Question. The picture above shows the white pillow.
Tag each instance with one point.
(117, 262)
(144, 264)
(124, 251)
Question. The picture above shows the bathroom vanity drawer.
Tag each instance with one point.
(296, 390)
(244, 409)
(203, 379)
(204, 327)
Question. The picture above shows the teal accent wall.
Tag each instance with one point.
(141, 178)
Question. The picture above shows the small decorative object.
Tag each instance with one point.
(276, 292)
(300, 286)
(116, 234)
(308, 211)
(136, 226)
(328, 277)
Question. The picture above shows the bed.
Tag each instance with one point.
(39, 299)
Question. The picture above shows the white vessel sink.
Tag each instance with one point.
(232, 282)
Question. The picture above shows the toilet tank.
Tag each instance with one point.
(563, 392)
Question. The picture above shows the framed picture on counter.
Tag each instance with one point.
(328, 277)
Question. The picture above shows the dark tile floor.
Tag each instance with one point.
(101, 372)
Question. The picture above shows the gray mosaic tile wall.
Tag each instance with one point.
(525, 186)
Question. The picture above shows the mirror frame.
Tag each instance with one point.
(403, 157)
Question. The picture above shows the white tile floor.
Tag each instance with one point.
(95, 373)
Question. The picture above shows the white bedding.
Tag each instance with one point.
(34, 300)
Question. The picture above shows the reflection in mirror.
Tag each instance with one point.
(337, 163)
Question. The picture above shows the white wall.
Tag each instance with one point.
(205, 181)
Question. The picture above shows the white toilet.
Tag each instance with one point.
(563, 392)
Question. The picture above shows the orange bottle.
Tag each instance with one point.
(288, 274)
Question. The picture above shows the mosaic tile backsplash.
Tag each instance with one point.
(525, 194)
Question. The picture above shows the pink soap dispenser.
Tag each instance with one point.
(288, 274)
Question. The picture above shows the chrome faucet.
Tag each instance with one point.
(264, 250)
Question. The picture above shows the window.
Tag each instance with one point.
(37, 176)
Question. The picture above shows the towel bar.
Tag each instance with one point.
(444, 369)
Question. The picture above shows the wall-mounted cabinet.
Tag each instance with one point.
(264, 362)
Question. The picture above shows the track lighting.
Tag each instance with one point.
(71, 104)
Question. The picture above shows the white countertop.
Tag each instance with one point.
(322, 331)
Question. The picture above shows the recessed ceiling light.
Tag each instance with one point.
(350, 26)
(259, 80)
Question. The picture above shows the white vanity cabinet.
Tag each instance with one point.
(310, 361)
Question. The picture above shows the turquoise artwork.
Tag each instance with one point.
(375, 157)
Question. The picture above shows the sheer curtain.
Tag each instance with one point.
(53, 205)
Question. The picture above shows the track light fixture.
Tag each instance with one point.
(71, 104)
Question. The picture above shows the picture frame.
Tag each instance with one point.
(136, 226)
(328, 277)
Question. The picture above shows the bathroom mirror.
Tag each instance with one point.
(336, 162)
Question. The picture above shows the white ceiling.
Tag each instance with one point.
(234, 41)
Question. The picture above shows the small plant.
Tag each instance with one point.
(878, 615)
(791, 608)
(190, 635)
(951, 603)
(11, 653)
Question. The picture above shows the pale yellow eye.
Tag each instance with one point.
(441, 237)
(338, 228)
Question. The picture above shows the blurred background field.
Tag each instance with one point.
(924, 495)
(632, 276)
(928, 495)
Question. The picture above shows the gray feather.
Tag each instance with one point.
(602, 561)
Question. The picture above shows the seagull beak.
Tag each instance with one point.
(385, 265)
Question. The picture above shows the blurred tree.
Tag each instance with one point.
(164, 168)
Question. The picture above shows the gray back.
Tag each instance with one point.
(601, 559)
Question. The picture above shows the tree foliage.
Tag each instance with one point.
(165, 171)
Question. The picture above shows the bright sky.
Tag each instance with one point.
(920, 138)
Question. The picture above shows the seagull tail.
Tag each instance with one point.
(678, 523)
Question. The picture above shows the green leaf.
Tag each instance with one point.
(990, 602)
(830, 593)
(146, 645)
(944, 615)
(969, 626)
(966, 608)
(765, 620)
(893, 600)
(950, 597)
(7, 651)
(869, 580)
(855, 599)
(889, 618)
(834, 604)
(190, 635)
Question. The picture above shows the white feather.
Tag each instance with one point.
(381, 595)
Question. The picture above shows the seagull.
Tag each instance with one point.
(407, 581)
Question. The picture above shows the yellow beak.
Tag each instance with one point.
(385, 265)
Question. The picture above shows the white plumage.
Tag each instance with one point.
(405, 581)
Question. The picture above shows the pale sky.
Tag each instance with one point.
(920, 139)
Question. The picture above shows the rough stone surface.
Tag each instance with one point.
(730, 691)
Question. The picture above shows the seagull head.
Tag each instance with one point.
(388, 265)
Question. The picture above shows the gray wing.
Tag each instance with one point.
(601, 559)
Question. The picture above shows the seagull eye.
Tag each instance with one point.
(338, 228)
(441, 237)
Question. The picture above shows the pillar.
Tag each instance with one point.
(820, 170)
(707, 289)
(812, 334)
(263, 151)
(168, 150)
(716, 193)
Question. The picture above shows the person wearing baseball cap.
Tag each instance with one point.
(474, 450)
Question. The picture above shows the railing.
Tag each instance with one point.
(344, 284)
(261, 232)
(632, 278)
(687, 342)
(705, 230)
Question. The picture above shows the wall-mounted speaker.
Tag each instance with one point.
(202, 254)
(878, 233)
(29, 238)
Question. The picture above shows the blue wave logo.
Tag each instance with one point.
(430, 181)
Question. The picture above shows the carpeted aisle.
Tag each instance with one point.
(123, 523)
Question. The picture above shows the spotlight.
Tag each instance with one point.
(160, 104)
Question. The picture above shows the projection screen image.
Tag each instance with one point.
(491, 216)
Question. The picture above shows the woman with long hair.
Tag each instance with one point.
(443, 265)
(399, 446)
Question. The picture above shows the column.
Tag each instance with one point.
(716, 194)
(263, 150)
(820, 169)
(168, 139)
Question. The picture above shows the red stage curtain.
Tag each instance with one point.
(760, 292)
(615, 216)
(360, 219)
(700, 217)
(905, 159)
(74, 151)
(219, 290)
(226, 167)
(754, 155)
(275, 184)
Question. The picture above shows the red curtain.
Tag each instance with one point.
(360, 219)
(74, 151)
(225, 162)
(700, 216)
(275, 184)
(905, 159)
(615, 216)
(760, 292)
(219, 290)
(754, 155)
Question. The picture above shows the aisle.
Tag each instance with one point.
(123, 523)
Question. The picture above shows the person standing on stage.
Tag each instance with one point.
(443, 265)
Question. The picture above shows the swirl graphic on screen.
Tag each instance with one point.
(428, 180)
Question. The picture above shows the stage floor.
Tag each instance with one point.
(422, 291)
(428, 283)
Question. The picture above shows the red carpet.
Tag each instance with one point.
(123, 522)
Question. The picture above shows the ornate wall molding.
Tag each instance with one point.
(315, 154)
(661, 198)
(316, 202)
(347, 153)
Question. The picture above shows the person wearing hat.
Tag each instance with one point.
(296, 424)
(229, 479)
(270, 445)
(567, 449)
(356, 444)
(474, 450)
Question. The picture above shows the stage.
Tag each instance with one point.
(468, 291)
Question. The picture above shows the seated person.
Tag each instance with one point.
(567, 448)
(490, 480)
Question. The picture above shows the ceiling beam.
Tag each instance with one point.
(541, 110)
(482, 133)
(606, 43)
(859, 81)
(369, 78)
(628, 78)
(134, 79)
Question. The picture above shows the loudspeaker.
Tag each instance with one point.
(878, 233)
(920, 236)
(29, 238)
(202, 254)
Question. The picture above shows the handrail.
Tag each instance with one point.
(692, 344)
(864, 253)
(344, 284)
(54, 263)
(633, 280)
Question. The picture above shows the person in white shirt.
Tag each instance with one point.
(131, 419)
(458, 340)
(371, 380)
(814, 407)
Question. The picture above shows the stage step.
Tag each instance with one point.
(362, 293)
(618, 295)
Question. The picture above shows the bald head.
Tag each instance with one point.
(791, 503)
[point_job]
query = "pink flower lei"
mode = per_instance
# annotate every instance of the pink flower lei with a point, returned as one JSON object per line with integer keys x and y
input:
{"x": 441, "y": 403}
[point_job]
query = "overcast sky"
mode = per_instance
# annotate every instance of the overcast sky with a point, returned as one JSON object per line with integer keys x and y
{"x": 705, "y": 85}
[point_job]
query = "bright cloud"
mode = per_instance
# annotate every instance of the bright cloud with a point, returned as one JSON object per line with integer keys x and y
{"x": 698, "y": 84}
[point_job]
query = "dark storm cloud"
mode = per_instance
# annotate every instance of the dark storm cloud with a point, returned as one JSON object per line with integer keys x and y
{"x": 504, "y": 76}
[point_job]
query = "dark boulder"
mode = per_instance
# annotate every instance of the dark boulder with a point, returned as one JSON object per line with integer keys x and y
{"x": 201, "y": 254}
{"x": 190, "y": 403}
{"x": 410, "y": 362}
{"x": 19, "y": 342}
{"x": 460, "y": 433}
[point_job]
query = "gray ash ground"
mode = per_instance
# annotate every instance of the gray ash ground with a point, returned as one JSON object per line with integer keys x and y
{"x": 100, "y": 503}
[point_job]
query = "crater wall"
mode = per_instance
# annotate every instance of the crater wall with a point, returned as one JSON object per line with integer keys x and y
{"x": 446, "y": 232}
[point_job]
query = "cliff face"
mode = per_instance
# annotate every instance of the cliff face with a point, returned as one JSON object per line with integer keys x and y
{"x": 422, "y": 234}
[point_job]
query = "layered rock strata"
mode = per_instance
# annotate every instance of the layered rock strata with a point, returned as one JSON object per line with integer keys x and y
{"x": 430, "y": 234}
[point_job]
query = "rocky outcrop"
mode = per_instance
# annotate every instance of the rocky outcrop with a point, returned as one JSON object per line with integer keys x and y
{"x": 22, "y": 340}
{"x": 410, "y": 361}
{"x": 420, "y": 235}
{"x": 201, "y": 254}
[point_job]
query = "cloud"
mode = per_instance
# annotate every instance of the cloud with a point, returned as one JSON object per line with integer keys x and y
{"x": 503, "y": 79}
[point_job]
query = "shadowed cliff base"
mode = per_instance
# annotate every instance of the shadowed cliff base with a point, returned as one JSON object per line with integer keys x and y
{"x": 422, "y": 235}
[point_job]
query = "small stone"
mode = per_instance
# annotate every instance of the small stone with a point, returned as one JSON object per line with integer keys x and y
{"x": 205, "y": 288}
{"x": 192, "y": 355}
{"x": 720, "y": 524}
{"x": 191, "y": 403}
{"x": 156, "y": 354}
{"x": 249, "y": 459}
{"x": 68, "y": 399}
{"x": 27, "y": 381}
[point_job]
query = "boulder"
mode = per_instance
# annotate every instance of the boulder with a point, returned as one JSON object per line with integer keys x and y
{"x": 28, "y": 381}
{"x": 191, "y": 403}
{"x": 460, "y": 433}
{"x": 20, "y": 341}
..........
Prompt | Find every line above that contains the word "flower", with case counting, and copy each of those lines in full.

Response to the task |
query = "pink flower lei"
# annotate every instance of the pink flower lei with a point, returned as one JSON object per line with integer keys x and y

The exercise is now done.